___ TASK MATERIAL

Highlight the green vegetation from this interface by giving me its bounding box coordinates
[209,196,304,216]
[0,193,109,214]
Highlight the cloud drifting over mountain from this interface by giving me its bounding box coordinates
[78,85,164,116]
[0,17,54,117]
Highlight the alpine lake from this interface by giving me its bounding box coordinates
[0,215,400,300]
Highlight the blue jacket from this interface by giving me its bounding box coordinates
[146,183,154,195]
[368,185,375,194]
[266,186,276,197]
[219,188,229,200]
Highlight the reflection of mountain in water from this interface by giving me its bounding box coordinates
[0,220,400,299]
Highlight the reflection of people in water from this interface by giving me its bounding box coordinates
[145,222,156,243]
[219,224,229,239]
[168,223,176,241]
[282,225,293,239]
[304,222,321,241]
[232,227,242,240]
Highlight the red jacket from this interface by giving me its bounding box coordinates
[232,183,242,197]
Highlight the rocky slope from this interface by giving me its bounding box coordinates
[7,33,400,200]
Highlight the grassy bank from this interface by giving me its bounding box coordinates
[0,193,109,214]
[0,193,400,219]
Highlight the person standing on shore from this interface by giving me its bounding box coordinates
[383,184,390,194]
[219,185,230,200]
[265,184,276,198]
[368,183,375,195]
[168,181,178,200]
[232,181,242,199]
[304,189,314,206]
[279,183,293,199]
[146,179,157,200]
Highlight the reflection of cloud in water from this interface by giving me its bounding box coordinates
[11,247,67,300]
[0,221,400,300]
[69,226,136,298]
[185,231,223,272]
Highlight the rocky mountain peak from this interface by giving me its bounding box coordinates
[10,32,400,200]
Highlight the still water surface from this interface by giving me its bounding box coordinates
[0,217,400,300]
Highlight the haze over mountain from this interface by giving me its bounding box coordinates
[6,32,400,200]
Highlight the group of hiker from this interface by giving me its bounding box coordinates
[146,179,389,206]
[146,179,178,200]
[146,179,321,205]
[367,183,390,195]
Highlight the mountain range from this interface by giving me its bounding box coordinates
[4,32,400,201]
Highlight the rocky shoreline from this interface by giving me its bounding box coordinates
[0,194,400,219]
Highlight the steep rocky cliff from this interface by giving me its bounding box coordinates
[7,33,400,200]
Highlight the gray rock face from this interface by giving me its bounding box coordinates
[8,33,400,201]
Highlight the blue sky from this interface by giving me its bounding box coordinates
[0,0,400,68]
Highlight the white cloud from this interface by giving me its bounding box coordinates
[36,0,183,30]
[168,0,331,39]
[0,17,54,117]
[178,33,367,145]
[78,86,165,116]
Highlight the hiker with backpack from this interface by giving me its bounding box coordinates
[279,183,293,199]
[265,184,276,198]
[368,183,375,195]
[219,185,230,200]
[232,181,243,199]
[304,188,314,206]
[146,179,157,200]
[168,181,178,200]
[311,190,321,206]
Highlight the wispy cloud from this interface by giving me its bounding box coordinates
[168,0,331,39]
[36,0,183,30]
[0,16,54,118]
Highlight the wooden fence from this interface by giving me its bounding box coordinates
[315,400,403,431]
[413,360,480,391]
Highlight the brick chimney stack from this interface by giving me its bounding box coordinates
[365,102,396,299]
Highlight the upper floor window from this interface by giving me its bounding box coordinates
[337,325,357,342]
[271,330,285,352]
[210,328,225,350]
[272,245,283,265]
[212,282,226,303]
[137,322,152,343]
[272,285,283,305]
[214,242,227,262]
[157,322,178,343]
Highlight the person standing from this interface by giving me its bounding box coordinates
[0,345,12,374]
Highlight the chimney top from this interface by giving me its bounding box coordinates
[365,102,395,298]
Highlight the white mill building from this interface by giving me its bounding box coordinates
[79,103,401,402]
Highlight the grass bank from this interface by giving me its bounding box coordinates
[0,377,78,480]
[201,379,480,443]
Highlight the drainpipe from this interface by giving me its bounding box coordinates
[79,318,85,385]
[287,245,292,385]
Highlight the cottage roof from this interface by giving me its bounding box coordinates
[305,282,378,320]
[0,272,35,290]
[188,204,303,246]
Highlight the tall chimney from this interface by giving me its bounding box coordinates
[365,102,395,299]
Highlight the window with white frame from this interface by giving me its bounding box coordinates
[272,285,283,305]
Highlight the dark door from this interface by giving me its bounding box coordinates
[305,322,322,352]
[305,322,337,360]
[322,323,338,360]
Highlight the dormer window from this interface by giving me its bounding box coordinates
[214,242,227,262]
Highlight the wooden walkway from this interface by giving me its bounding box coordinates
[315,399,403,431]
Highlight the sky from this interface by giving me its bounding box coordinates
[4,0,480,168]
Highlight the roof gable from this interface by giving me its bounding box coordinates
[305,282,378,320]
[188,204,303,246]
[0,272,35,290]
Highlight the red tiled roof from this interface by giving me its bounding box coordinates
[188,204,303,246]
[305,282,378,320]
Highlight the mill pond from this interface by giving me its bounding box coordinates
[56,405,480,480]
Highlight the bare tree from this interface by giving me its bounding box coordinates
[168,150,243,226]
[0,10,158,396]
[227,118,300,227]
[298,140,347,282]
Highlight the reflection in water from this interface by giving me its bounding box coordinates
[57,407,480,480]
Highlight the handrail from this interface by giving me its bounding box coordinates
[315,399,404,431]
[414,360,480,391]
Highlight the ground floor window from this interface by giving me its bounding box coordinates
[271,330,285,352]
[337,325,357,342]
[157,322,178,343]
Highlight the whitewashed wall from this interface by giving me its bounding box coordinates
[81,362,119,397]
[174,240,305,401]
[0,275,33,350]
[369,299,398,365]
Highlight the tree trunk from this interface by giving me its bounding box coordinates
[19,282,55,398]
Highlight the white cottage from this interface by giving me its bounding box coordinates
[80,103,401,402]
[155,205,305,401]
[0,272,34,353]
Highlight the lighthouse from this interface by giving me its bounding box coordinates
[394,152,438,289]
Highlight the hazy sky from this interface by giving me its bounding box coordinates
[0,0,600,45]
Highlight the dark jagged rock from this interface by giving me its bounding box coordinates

______

EXERCISE REQUIREMENTS
Rewrite the lines above as a numbered list, omitting any blank lines.

TASK SOLUTION
1. Highlight the green vegetation from this interface by giving me its bounding box coordinates
2. [209,196,304,216]
3. [0,193,109,214]
4. Highlight the cloud drifting over mountain from this interface by giving me its bounding box coordinates
5. [78,85,164,116]
6. [0,17,54,117]
7. Highlight the alpine lake from this interface by giving me its bounding box coordinates
8. [0,215,400,300]
9. Highlight the blue jacket from this interface by giving me its bounding box coordinates
10. [146,183,154,195]
11. [368,185,375,194]
12. [266,186,276,197]
13. [219,188,229,200]
14. Highlight the reflection of mountain in water from this interface by giving me its bounding box coordinates
15. [0,220,400,299]
16. Highlight the reflection of people in water from this interface by giving me its bounding box coordinates
17. [145,222,156,243]
18. [219,224,229,239]
19. [168,223,176,241]
20. [282,225,293,239]
21. [304,222,321,241]
22. [232,227,242,240]
23. Highlight the red jacket from this interface by giving me its bounding box coordinates
24. [232,183,242,197]
25. Highlight the rocky slope from this interface by giving me its bounding box coordinates
26. [7,33,400,200]
27. Highlight the grassy bank from this interface by giving me its bounding box coordinates
28. [0,193,109,214]
29. [0,193,400,219]
30. Highlight the person standing on shore from this interface by giving me its bounding box coordinates
31. [383,184,390,194]
32. [219,185,230,200]
33. [265,184,276,198]
34. [368,183,375,195]
35. [168,181,178,200]
36. [232,181,242,199]
37. [304,189,314,206]
38. [279,183,293,199]
39. [146,179,157,200]
40. Highlight the reflection of cloud in water from this interface by giving me its bounding box coordinates
41. [11,247,67,300]
42. [0,221,400,300]
43. [69,226,136,298]
44. [185,231,223,272]
45. Highlight the rocky mountain peak from this interface by giving me its bounding box coordinates
46. [10,32,400,200]
47. Highlight the still water surface from this interface by giving me its bounding box coordinates
48. [0,217,400,300]
49. Highlight the haze over mountain from this interface by giving me its bounding box coordinates
50. [6,32,400,200]
51. Highlight the group of hiker from this interface by giving me its bounding box coordinates
52. [146,179,389,206]
53. [146,179,178,200]
54. [146,179,321,205]
55. [367,183,390,195]
56. Highlight the mountain range from this interface by giving me its bounding box coordinates
57. [4,32,400,201]
58. Highlight the rocky shoreline from this interface by giving me its bounding box coordinates
59. [0,194,400,219]
60. Highlight the steep rocky cliff from this interface by giving me its bounding box coordinates
61. [7,33,400,200]
62. Highlight the gray rock face from this interface by giving me its bounding box coordinates
63. [8,33,400,201]
64. Highlight the blue sky from this interface by giving me its bounding box coordinates
65. [0,0,400,68]
66. Highlight the white cloud from this interface by giving me its bounding box coordinates
67. [36,0,183,30]
68. [168,0,331,39]
69. [0,17,54,117]
70. [178,33,367,145]
71. [78,86,165,116]
72. Highlight the hiker with backpack from this interface by giving me its bounding box coordinates
73. [279,183,293,199]
74. [265,184,276,198]
75. [368,183,375,195]
76. [219,185,230,200]
77. [232,181,243,199]
78. [304,188,314,206]
79. [146,179,157,200]
80. [168,181,178,200]
81. [311,190,321,206]
82. Highlight the wispy cloud from this interface by giving me its bounding box coordinates
83. [168,0,331,39]
84. [36,0,183,30]
85. [0,16,54,118]
86. Highlight the wooden fence from this interface by giving me its bounding box coordinates
87. [315,400,403,431]
88. [413,360,480,391]
89. Highlight the brick chimney stack from this interface by giving me its bounding box coordinates
90. [365,102,396,299]
91. Highlight the upper floor window from this interface by giving me its bounding box coordinates
92. [337,325,357,342]
93. [271,330,285,352]
94. [210,328,225,350]
95. [272,245,283,265]
96. [212,282,226,303]
97. [137,322,152,343]
98. [272,285,283,305]
99. [214,242,227,262]
100. [157,322,178,343]
101. Highlight the person standing from this interface by giving me its bounding box coordinates
102. [0,345,12,374]
103. Highlight the chimney top from this interface by giving me its bounding box coordinates
104. [365,102,395,298]
105. Highlight the white mill building from this interface by giving me its bounding box coordinates
106. [79,103,401,402]
107. Highlight the grass bank from this interface by giving me its bounding box coordinates
108. [0,377,78,480]
109. [201,379,480,443]
110. Highlight the drainpipe from this interface by giving me its bounding box coordinates
111. [79,318,85,385]
112. [287,245,292,385]
113. Highlight the cottage roof from this interface by giving me its bounding box coordinates
114. [305,282,378,320]
115. [0,272,35,290]
116. [188,204,303,246]
117. Highlight the tall chimney from this interface by giving me its bounding box coordinates
118. [365,102,395,299]
119. Highlight the window with white frame from this interface by giving me its bounding box coordinates
120. [272,285,283,305]
121. Highlight the dark door from this interface by giving me its bounding box coordinates
122. [305,322,322,352]
123. [305,322,337,360]
124. [322,323,338,360]
125. Highlight the dormer window from this interface by giving me its bounding box coordinates
126. [214,242,227,262]
127. Highlight the wooden walkway from this interface by giving me its bounding box coordinates
128. [315,399,403,431]
129. Highlight the sky from this interface by giving me its bounding box coordinates
130. [4,0,480,168]
131. Highlight the roof gable from this interface by giving me its bounding box coordinates
132. [305,282,378,320]
133. [188,204,303,246]
134. [0,272,35,290]
135. Highlight the red tiled roof from this interface by giving me its bounding box coordinates
136. [188,204,303,246]
137. [305,282,378,320]
138. Highlight the mill pond from this interface by giving me its bounding box coordinates
139. [56,405,480,480]
140. Highlight the bare tree from this interface by giving me its bounding box coordinates
141. [168,150,243,226]
142. [0,10,158,396]
143. [227,118,300,227]
144. [298,140,347,282]
145. Highlight the reflection in water from this interface by giving me its bounding box coordinates
146. [57,407,480,480]
147. Highlight the handrail from this interface by giving me its bounding box coordinates
148. [315,399,404,431]
149. [414,360,480,391]
150. Highlight the ground floor window from this interface by giving me its bounding box coordinates
151. [271,330,285,352]
152. [337,325,357,342]
153. [157,322,178,343]
154. Highlight the whitewashed wall from this interface by giving me its bounding box coordinates
155. [81,362,119,397]
156. [174,240,305,401]
157. [0,275,33,350]
158. [369,299,398,365]
159. Highlight the tree trunk from this interface by giving me its bounding box coordinates
160. [19,282,55,398]
161. Highlight the white cottage from this interface by giving me its bounding box coordinates
162. [80,103,401,402]
163. [155,205,305,401]
164. [0,272,34,353]
165. Highlight the lighthouse from this interface by giving me its bounding box coordinates
166. [394,152,438,289]
167. Highlight the hazy sky from this interface by giving me its bounding box coordinates
168. [0,0,600,45]
169. Highlight the dark jagged rock from this interface by giving me its bounding box coordinates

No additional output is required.